### TASK REQUIREMENTS
Copy out all the records exactly.

[RECORDS PROVIDED start]

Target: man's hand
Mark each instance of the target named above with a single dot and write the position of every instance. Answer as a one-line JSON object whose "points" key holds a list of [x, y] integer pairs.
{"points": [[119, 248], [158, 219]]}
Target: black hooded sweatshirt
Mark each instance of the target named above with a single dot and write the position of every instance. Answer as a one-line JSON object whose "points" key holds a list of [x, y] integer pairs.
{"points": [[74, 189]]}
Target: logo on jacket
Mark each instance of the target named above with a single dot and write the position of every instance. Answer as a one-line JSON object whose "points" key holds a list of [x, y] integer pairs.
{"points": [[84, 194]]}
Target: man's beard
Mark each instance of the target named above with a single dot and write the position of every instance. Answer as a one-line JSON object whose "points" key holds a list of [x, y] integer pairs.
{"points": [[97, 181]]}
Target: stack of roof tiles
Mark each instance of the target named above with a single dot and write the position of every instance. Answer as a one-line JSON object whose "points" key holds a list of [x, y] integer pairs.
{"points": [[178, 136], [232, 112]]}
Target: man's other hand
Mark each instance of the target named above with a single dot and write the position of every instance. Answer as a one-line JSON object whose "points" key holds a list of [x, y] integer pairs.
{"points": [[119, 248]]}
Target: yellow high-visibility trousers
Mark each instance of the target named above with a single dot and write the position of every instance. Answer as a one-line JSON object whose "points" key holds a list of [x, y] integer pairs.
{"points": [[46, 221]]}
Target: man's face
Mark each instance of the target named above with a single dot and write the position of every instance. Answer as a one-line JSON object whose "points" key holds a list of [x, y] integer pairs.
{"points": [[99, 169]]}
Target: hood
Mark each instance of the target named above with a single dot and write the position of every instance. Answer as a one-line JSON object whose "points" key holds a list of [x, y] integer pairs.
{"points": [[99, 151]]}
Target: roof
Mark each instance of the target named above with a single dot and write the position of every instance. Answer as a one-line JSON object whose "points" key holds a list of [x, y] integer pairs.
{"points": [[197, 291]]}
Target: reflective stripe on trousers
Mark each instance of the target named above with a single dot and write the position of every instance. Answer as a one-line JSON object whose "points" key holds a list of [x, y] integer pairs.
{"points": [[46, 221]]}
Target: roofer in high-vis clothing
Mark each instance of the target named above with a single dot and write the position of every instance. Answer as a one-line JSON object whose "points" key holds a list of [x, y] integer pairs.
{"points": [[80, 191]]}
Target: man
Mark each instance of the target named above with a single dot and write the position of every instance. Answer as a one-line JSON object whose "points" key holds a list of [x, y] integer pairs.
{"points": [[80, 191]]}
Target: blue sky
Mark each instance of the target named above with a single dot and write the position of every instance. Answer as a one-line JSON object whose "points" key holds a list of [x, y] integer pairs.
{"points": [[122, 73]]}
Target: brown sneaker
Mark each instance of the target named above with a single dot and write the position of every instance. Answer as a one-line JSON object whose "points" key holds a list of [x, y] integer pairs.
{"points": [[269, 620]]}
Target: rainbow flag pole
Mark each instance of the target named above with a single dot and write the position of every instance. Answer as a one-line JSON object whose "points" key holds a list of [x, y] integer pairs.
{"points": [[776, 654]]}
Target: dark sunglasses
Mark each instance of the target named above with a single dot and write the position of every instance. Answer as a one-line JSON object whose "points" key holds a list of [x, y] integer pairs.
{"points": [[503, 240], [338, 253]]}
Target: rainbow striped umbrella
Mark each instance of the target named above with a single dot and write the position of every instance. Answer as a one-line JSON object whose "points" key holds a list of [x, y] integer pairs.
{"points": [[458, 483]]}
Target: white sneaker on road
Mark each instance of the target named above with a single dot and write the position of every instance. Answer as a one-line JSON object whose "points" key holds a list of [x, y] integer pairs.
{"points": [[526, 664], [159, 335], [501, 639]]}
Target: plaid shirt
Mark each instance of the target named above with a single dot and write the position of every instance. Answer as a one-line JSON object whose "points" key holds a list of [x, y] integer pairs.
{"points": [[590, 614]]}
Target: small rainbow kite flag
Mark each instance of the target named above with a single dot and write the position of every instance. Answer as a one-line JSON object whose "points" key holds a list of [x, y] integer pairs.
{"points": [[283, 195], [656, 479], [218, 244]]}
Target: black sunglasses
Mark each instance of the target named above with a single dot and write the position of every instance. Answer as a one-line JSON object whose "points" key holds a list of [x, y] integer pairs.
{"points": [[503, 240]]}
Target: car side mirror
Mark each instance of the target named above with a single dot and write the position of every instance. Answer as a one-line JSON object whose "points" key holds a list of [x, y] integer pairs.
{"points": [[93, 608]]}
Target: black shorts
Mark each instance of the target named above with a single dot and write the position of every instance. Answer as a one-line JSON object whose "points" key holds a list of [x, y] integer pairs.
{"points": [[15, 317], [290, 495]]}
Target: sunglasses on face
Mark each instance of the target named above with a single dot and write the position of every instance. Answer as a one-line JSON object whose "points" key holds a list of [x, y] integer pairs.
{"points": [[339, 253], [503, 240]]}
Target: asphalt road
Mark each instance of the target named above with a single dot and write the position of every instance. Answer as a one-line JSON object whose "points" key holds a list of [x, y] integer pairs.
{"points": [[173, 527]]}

[RECORDS PROVIDED end]

### IN RESPONSE
Target: man's hand
Mark each instance of the target named above with a single dot and write the position of every instance. Answer as a one-line JSON object whose "points" key holds a list of [x, y] integer pairs.
{"points": [[119, 248], [158, 219]]}
Target: black hooded sweatshirt
Mark each instance of the target named above with a single dot and write the position of every instance. Answer as a one-line JSON object whose "points" key holds a list of [x, y] integer pairs.
{"points": [[74, 189]]}
Target: logo on jacket
Mark each instance of the target named above with a single dot and write the position of every instance. Answer as a one-line JSON object whose "points" key holds a list of [x, y] integer pairs.
{"points": [[84, 194]]}
Target: man's beard
Mark each instance of the target named above with a single dot and write the position of every instance. Answer as a one-line JSON object whose "points" key holds a list of [x, y] integer pairs.
{"points": [[97, 181]]}
Target: stack of roof tiles
Mark each instance of the target named above with a single dot and write the position of every instance. Answer as a one-line JSON object whose "points" key holds a list of [x, y] integer pairs.
{"points": [[178, 136], [232, 112]]}
Target: man's other hand
Mark each instance of the target named above with a single dot and write the position of every instance. Answer as a one-line JSON object whose "points" key holds a list of [x, y] integer pairs.
{"points": [[119, 248]]}
Target: yellow high-visibility trousers
Mark each instance of the target named above with a single dot and write the position of every instance. Answer as a one-line JSON object whose "points" key holds a list of [x, y] integer pairs.
{"points": [[46, 221]]}
Target: man's face
Mark each instance of the target named above with a single dot and write the position of every instance. Answer as a one-line JSON object whose "points" key holds a list of [x, y] integer pairs.
{"points": [[99, 169]]}
Target: hood
Mark each instance of the target named above with a single dot and write the position of every instance. Answer as a one-line JSON object whose "points" key holds a list of [x, y] integer pairs.
{"points": [[99, 151]]}
Target: roof
Mark each instance of the target named above with a single dot and write the position of every instance. Answer as a one-line JSON object whose "points" key holds a list of [x, y] integer pairs.
{"points": [[197, 291]]}
Target: reflective stripe on trousers
Mark each instance of the target named above with a single dot and write the position of every instance. Answer as a one-line JSON object whose "points" key holds a list of [x, y] integer pairs.
{"points": [[46, 221]]}
Target: roofer in high-vis clothing
Mark each instance of the target named above with a single dot and write the position of every instance. Answer as a one-line JSON object whose "points" key holds a list of [x, y] integer pairs.
{"points": [[80, 191]]}
Target: man
Mark each instance of the target named above with a single dot and write the position of every instance. Answer as a one-line JSON object whose "points" key holds a list of [x, y] integer pairs.
{"points": [[80, 191]]}
Target: blue sky
Mark each instance of the target named above with a single dot and write the position of every instance. Answer as a one-line JSON object whose "points" key holds a list of [x, y] integer pairs.
{"points": [[122, 73]]}
Target: brown sneaker
Mark each instance of the target named above with a single dot and write the position of every instance. Answer as a one-line JSON object whose "points" key holds a list of [x, y] integer pairs.
{"points": [[269, 620]]}
Target: rainbow flag pole
Mark each instance of the target named above with a single dot and write the position of every instance. Answer as a one-line JSON object whose "points" key holds a list of [x, y] integer pairs.
{"points": [[776, 654]]}
Target: dark sunglasses
Mark each instance of the target named above with a single dot and write the position of every instance. Answer as a one-line JSON object whose "points" key holds a list of [x, y] integer pairs.
{"points": [[503, 240], [338, 253]]}
Target: rainbow striped umbrella
Mark each instance of the target named above with a single dot and write the position of every instance. Answer as a one-line JSON object whose "points" key holds a list of [x, y] integer pairs.
{"points": [[458, 483]]}
Target: white sneaker on road
Mark each instance of the target named above with a single dot and write the position of every instance. Answer as a one-line JSON object whose "points" key holds a list of [x, y] integer pairs.
{"points": [[526, 664], [159, 335], [501, 639]]}
Target: plaid shirt
Mark each instance of the target named above with a single dot and write the position of every instance. Answer as a one-line JSON object whose "points" key holds a list of [x, y] integer pairs.
{"points": [[590, 614]]}
Target: small rainbow kite flag
Mark each instance of the target named above with a single dot and write the position of every instance. Answer as a one-line JSON object whose "points" key holds a list of [x, y] integer pairs.
{"points": [[283, 195], [656, 479], [218, 244]]}
Target: black sunglasses
Mark each instance of the target named above with a single dot and write the position of every instance. Answer as a one-line JSON object whose "points" key holds a list of [x, y] integer pairs.
{"points": [[503, 240]]}
Target: car side mirror
Mark each instance of the target named above with a single dot and write the position of every instance. Answer as a one-line JSON object whose "points" key holds a list of [x, y] integer pairs.
{"points": [[93, 608]]}
Target: black shorts
Mark each instance of the target named above with a single dot and write the position of every instance. Answer as a one-line JSON object whose "points" key holds a list of [x, y] integer pairs.
{"points": [[15, 317], [290, 495]]}
Target: sunglasses on face
Mark each instance of the target named above with a single dot and write the position of every instance. Answer as a one-line JSON object whose "points" key holds a list of [x, y] integer pairs.
{"points": [[339, 253], [503, 240]]}
Target: asphalt road
Mark each instance of the target named above with a single dot and write the position of every instance. Answer as a one-line JSON object whose "points" key holds a list of [x, y] integer pairs.
{"points": [[173, 527]]}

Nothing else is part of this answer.